(Data to examine begins)

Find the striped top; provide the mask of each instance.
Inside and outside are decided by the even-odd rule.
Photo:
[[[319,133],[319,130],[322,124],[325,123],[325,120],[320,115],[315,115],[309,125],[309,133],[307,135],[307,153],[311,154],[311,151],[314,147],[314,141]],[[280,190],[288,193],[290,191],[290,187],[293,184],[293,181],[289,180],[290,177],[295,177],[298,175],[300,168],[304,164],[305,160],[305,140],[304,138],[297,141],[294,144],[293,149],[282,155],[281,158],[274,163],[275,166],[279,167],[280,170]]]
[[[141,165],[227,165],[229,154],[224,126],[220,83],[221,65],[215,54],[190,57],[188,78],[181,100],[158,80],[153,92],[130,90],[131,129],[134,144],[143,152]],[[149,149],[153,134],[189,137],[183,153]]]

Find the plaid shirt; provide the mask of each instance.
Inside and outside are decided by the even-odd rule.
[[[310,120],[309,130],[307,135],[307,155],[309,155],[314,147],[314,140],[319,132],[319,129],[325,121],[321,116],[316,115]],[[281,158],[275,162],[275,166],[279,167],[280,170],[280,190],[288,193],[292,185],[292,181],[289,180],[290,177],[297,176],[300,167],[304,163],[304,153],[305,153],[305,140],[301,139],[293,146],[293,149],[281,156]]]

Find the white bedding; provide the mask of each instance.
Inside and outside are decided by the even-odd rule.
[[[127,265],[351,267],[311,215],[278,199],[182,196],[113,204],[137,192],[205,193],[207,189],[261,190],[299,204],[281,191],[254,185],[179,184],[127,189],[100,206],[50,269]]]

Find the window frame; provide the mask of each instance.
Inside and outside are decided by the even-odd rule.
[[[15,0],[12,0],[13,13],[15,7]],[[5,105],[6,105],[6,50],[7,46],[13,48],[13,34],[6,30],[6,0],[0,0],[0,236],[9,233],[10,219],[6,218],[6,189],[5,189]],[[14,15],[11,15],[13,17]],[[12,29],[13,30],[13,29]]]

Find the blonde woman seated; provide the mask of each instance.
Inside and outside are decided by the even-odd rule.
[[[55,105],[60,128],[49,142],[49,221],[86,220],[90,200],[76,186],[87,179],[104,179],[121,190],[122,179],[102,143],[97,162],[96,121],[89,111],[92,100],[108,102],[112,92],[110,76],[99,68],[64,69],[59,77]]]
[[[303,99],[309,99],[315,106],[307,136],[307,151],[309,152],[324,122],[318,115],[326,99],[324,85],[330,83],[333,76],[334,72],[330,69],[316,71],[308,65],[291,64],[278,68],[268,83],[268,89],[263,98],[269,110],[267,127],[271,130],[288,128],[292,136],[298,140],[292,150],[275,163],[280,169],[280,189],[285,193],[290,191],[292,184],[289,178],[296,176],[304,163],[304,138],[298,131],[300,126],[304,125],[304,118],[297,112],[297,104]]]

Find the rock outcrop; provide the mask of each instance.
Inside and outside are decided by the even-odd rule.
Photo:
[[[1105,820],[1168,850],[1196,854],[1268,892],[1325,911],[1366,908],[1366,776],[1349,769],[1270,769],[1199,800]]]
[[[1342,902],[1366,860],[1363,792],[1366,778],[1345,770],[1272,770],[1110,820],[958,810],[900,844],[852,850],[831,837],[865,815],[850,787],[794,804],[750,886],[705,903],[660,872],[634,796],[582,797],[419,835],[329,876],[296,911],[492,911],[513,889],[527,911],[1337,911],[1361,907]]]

(Data to examine ends)

=== Work request ===
A complete, exact copy of the entries is required.

=== Written response ===
Find the striped top; provide the mask of each instance.
Inside and outside are decided by the even-odd rule.
Photo:
[[[319,133],[319,130],[322,124],[325,123],[325,120],[320,115],[315,115],[309,125],[309,133],[307,135],[307,153],[311,154],[311,151],[314,147],[314,141]],[[280,190],[288,193],[290,191],[290,187],[293,184],[293,181],[289,180],[290,177],[295,177],[298,175],[300,168],[304,164],[305,160],[305,140],[304,138],[297,141],[294,144],[293,149],[282,155],[281,158],[274,163],[275,166],[279,167],[280,170]]]
[[[141,165],[227,165],[229,154],[224,126],[220,83],[221,65],[215,54],[190,57],[188,78],[181,100],[158,80],[153,92],[130,90],[131,129],[134,144],[143,152]],[[149,149],[153,134],[189,137],[183,153]]]

Find the plaid shirt; provide the mask of each instance.
Inside and outside are decided by the even-odd rule.
[[[310,120],[309,130],[307,135],[307,155],[309,155],[314,147],[314,140],[319,132],[319,129],[325,121],[321,116],[316,115]],[[281,158],[275,162],[275,166],[279,167],[280,170],[280,190],[288,193],[292,185],[292,181],[289,180],[290,177],[297,176],[300,167],[304,163],[304,153],[305,153],[305,140],[301,139],[293,146],[293,149],[281,156]]]

Find the white bedding; provide the mask of each instance.
Inside and outside are decided by the even-odd rule.
[[[127,265],[351,267],[311,215],[278,199],[182,196],[113,204],[137,192],[205,193],[207,189],[261,190],[299,204],[281,191],[254,185],[179,184],[127,189],[100,206],[50,269]]]

Find the window frame; provide the mask of each instance.
Inside and outside are decided by the even-odd rule.
[[[15,0],[12,0],[13,13],[15,7]],[[5,105],[6,105],[6,50],[7,46],[13,48],[13,34],[6,30],[6,0],[0,0],[0,236],[9,233],[10,219],[6,218],[6,189],[5,189]],[[14,15],[11,15],[13,17]],[[12,29],[13,30],[13,29]]]

Find the blonde woman seated; provide the mask of each instance.
Inside and outside are decided by the even-odd rule.
[[[55,105],[60,128],[49,142],[49,221],[86,220],[90,200],[76,186],[87,179],[104,179],[121,190],[122,179],[102,143],[97,162],[96,121],[89,111],[92,100],[108,102],[112,92],[110,76],[99,68],[64,69],[59,77]]]
[[[303,99],[309,99],[315,106],[307,136],[307,151],[309,152],[324,122],[318,115],[326,99],[324,85],[330,83],[333,76],[334,72],[330,69],[316,71],[308,65],[291,64],[278,68],[268,83],[268,89],[263,98],[269,110],[267,127],[271,130],[288,128],[292,136],[298,140],[292,150],[275,163],[280,169],[280,189],[285,193],[290,191],[292,184],[289,178],[296,176],[304,163],[304,138],[298,131],[300,126],[304,125],[304,118],[297,112],[297,104]]]

Find the rock outcrop; provide the mask of each instance.
Inside and outside are decided by the even-odd rule.
Photo:
[[[1105,820],[1168,850],[1196,854],[1268,892],[1325,911],[1366,908],[1366,776],[1349,769],[1270,769],[1199,800]]]
[[[1342,902],[1366,860],[1363,792],[1366,778],[1345,770],[1272,770],[1110,820],[958,810],[900,844],[852,850],[831,837],[865,815],[850,787],[794,804],[750,886],[705,903],[660,872],[634,796],[582,797],[419,835],[329,876],[296,911],[492,911],[513,889],[527,911],[1337,911],[1361,907]]]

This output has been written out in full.